“Heartbroken,” is how Kate Truesdell felt in early March when she realized she had to tell her dancers their end-of-the-year performance was canceled due to COVID-19. The Greenwich Dance Studio owner and director especially felt for her 17 seniors, who had waited their whole dance careers to be honored during their final show. “Our show is a monumental milestone. When you look back on your year it’s such a measurement of collective achievement and fulfillment,” Truesdell said.
Truesdell plans throughout the year so her students can experience a show with a production quality equivalent to a professional dance performance. Both the matinee for the younger students and evening show featuring the older dancers are held inside the Concert Hall at SUNY Purchase College. Each show draws an audience of 1,200 every year. Truesdell employs a lighting team to customize the mood for each routine, hires a professional videographer to capture on-stage moments, and even outsources the creation of the show’s promotional poster to a local graphic designer. Last year’s show consisted of routines all inspired by famous movies. A crowd favorite involved lightsaber wielding ballerinas in Storm Trooper tutus.
The show is more than just a production, however. Truesdell explains “there’s nothing like the adrenaline, stress, and team-building that happens” during the week of rehearsals leading up to the show. The spring show is a final bonding experience for dancers before they take a month long break from classes, or in the seniors’ cases, before they depart from Greenwich Dance Studio.

What to work on —
Please print the stretch of the dance studio article from "Truesdell plans throughout" through "Storm Trooper tutus." word for word.

Information supplied —

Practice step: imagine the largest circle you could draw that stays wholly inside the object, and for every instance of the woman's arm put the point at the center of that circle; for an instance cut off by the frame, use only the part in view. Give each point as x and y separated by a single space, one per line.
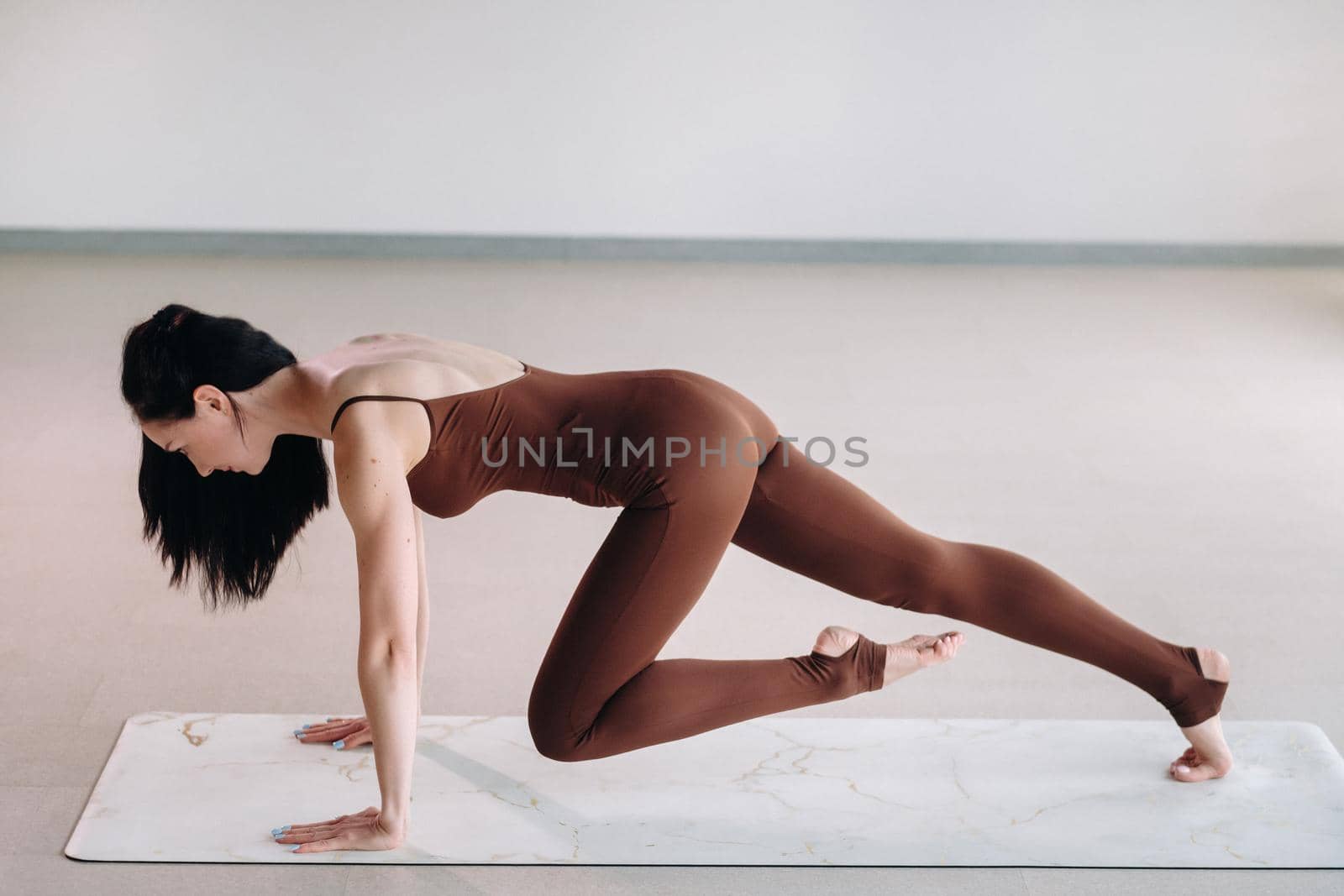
376 501
421 617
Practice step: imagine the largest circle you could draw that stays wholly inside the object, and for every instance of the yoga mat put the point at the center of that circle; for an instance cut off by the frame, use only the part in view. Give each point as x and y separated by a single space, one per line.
779 790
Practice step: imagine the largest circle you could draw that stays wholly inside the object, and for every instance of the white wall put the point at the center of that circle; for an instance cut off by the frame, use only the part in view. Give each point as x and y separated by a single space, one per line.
1062 120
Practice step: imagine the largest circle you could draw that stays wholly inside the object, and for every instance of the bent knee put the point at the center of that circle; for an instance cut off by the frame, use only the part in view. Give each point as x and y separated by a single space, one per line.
918 578
551 734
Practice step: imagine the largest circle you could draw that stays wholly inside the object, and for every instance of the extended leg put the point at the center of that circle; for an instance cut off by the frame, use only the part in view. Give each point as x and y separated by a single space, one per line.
812 520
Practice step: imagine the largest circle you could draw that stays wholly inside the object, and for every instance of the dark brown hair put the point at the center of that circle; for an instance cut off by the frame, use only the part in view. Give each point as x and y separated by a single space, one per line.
234 527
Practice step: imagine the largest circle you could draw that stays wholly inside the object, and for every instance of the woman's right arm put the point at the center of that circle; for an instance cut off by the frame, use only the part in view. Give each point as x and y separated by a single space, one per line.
376 501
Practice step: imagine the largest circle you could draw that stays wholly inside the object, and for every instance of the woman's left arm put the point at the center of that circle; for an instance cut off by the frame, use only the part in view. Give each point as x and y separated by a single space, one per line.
376 501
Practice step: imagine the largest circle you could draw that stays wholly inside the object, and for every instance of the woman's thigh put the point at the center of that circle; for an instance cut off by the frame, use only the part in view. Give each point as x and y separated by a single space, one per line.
812 520
648 573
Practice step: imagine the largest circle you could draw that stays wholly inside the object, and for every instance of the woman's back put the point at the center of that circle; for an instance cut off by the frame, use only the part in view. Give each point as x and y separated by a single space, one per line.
407 364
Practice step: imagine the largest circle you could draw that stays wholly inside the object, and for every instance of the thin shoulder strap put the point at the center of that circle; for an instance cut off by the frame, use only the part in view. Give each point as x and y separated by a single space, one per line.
383 398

Answer to this problem —
Truesdell plans throughout the year so her students can experience a show with a production quality equivalent to a professional dance performance. Both the matinee for the younger students and evening show featuring the older dancers are held inside the Concert Hall at SUNY Purchase College. Each show draws an audience of 1,200 every year. Truesdell employs a lighting team to customize the mood for each routine, hires a professional videographer to capture on-stage moments, and even outsources the creation of the show’s promotional poster to a local graphic designer. Last year’s show consisted of routines all inspired by famous movies. A crowd favorite involved lightsaber wielding ballerinas in Storm Trooper tutus.